● WORK TASK: Output the whole listing below. Keep it exact.

● SOURCE DATA:
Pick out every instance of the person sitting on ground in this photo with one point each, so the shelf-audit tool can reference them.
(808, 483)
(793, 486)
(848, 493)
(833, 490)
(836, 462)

● TASK OUTPUT:
Pick out every instance of the person sitting on ground in this photo with one point each, so the shelf-audit tool can reference them.
(808, 483)
(793, 486)
(848, 493)
(833, 490)
(836, 462)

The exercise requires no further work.